▶ Input material:
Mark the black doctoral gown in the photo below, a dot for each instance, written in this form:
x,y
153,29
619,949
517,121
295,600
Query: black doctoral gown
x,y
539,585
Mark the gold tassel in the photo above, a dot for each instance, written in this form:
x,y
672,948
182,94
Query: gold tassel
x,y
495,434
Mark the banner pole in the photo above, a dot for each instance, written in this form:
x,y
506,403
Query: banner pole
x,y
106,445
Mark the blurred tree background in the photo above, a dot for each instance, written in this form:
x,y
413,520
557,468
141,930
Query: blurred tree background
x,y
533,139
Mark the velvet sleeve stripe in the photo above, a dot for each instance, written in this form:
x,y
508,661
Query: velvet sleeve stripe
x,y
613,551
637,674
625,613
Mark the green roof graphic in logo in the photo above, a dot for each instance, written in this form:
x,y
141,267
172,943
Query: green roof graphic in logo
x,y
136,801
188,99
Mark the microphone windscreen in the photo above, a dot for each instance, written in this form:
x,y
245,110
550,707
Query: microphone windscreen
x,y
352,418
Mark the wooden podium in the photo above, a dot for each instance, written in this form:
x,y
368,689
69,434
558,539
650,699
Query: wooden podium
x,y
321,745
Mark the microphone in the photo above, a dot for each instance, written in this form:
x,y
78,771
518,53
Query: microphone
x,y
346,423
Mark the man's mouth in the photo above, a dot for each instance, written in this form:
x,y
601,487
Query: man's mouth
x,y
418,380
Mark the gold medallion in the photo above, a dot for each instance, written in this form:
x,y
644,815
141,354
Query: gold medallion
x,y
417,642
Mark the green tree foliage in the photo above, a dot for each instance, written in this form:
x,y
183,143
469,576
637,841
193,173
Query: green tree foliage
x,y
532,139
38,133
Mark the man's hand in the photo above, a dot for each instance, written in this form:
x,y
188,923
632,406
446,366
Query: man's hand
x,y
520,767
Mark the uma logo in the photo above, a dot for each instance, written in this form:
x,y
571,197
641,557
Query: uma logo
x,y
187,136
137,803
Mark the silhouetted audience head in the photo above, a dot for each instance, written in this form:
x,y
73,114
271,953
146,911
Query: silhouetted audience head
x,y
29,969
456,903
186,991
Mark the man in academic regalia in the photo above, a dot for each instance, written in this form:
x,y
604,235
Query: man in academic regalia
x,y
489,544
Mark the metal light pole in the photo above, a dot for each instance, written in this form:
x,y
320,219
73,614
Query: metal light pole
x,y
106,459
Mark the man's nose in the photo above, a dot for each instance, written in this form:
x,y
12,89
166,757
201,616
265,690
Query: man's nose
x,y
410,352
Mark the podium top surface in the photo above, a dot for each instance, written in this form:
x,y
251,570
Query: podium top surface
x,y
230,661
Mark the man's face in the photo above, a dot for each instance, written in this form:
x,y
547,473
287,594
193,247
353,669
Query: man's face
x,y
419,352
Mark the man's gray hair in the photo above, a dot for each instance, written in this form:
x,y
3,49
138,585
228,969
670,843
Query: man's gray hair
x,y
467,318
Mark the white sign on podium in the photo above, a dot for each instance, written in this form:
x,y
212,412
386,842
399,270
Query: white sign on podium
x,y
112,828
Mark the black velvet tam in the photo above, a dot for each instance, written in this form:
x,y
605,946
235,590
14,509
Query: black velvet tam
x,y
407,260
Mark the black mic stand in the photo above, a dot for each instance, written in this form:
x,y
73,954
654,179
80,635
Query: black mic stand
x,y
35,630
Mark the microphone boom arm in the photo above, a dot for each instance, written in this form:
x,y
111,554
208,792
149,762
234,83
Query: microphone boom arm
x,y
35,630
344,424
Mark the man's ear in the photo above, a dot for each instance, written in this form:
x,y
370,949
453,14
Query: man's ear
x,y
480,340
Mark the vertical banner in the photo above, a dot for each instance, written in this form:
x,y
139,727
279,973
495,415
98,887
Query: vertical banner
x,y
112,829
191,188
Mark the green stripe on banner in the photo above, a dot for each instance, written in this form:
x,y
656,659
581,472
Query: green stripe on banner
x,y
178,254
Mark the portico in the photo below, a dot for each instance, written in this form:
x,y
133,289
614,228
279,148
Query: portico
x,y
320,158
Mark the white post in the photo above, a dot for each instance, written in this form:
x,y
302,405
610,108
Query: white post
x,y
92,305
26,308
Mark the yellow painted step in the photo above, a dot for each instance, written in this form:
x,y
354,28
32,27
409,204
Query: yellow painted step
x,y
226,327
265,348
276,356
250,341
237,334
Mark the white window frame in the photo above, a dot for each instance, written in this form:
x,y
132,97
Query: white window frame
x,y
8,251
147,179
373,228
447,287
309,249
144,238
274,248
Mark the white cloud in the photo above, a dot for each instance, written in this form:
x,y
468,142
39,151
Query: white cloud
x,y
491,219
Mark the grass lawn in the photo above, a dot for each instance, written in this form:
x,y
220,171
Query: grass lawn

▶ What you will do: Only the lines above that include the word "grass" belong in the answer; copy each one.

▶ Answer box:
Mark the grass lawn in the photo above, a dot for each instance, written in this form:
Query: grass lawn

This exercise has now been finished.